* **Records for the exercise**:
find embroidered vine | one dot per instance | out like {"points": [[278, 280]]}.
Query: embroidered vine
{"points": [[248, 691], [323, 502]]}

* * *

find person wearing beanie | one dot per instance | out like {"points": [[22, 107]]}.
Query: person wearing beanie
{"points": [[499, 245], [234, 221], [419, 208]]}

* **What you need to do**: Return each line of the material above that contains the string "beanie". Case counts.

* **Final result**:
find person wearing beanie | one dot per instance | out like {"points": [[22, 107]]}.
Query: person wearing beanie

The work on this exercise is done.